# Thousand Sons Marines



## Bloodcuddler of Khorne (Mar 22, 2010)

I still have a box of unassembled Marines... however, I recently acquired a friend's entire Chaos Marine army, so now I have about as many basic Marines as I can practically use (unless I decide to go with a Marines + Chosen + Havocs list just to piss people off, lol)

I'm considering getting some Thousand Sons heads to put on them and make a squad of them, as they're the only Cult Troop unit I have yet to try out. I figured I should ask on here first, though, so...

How good are Thousand Sons marines in an Undivided army? They look like they're specifically designed to take advantage of the fact that everyone and their mother plays Space Marines of some flavor or another. Is that about correct?


----------



## Cruor99 (Mar 11, 2009)

The AP3 on the bolters really speaks for itself in most situations.
They could also be used for a speedbump of sorts for power-weapon heavy units (like Thunderhammer & storm shield terminators)

However, in a rhino and with bolt of tzeentch on the Sorcerer, they will serve as any anti-infantry role with the possibility to take out armor. Just like any other marine squad.
The above is merely what they excel at, compared to other cult choices


----------



## Annabelle (Nov 24, 2008)

There's no power in the chaos codex called bolt of Tzeentch. If you mean bolt of change, I wouldn't put it in the one squad in an undivided army. Stopping your 250ish point squad from shooting infantry to watch the sorcerer NOT kill a tank is a waste.

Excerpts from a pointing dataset
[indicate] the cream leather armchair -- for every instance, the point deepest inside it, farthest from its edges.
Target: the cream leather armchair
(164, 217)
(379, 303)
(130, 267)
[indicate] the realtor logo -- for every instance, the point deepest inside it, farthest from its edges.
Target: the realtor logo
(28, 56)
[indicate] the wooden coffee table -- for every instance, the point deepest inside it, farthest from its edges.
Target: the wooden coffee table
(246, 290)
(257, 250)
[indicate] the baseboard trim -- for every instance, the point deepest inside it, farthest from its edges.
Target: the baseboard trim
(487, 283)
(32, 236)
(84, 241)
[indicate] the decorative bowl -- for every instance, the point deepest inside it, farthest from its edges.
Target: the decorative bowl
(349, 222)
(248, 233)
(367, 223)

What you need to do
- a) Summarize the forum thread on Thousand Sons marines in two sentences.
- b) Return the forum thread's text word for word, beginning at the words "They could also" and stopping after the words "(Nov 24, 2008)".
This data stands apart from the forum thread.

Results by task
- a) A poster who recently acquired a friend's entire Chaos Marine army asks how good Thousand Sons marines are in an Undivided army, suggesting they seem designed to take advantage of how many people play Space Marines. One reply praises the AP3 on their bolters and says that in a rhino with bolt of tzeentch on the Sorcerer they can fill an anti-infantry role with the possibility of taking out armor, while another points out that the codex has no power called bolt of Tzeentch and advises against putting bolt of change on the one squad in an Undivided army.

- b)
They could also be used for a speedbump of sorts for power-weapon heavy units (like Thunderhammer & storm shield terminators)

However, in a rhino and with bolt of tzeentch on the Sorcerer, they will serve as any anti-infantry role with the possibility to take out armor. Just like any other marine squad.
The above is merely what they excel at, compared to other cult choices


----------



## Annabelle (Nov 24, 2008)